*TASK DETAILS*
Pull out each line in the items below that contains the string "track" and list those lines unchanged.
>>>>
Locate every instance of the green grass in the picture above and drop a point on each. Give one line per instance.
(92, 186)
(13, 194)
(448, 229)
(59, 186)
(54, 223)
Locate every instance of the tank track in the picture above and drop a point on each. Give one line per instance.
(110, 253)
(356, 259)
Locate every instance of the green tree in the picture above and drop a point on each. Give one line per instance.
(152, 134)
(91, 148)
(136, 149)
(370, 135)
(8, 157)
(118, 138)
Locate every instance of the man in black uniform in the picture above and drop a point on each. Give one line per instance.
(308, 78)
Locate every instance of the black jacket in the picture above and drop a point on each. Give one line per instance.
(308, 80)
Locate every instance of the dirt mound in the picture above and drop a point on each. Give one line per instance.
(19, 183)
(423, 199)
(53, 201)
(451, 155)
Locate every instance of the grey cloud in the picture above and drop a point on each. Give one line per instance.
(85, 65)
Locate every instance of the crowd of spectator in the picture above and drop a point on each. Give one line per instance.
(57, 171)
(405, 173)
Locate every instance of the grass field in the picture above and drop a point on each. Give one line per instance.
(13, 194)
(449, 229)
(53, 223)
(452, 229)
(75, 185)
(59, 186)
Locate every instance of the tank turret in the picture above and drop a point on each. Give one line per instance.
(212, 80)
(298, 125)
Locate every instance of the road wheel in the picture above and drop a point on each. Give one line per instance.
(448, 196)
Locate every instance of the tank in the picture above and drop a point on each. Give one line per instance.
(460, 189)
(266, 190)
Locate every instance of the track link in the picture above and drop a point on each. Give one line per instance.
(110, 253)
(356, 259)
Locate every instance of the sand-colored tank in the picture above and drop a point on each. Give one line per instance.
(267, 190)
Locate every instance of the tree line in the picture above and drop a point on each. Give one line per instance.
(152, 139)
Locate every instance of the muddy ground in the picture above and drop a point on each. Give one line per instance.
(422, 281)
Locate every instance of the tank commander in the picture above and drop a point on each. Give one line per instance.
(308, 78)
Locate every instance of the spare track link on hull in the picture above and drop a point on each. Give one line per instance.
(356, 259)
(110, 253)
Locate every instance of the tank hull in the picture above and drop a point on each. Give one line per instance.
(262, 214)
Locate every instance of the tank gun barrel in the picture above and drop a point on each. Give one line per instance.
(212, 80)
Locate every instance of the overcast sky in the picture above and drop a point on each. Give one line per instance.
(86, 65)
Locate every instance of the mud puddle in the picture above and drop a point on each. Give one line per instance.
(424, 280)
<<<<
>>>>
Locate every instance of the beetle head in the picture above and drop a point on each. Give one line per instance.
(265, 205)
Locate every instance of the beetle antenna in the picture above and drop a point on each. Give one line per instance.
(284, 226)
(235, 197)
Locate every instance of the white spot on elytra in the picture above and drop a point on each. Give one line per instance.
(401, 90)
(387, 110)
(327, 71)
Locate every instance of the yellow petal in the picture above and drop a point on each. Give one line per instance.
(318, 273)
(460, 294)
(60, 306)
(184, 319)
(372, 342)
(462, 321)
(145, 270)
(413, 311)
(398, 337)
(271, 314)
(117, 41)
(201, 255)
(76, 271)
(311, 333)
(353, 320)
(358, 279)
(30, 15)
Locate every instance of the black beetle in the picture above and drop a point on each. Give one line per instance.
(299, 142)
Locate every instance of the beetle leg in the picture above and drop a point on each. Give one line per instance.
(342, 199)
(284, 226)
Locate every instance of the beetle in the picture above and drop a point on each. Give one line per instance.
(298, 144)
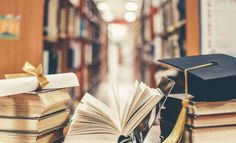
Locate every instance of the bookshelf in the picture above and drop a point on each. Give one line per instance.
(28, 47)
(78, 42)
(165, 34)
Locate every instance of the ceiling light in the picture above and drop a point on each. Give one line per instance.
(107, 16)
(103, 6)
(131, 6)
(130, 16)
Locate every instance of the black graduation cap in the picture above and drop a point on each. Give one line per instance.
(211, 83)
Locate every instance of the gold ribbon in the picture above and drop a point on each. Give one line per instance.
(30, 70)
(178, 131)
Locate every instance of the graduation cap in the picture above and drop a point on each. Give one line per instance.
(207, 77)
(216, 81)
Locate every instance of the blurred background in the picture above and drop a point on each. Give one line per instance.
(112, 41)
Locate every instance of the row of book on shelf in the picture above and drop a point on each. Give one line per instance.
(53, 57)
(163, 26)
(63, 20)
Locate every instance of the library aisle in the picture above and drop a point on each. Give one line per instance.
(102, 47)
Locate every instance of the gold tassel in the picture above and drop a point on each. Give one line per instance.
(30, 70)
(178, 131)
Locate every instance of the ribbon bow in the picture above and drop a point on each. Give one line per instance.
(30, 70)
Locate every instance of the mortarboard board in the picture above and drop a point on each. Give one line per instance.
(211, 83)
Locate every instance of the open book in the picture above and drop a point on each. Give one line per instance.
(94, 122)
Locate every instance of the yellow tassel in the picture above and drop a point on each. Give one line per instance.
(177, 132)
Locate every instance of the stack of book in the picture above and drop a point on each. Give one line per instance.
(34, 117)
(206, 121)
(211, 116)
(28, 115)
<<<<
*ANSWER TO THE PROBLEM*
Locate every instance of the tank track in the picture above and drop a point on each. Give one line per instance.
Locate every instance of the track link in the picture above and drop a point on each. Give one line per instance.
Locate every instance of the spare track link on hull in the picture above and drop a point on each. Give one line per instance.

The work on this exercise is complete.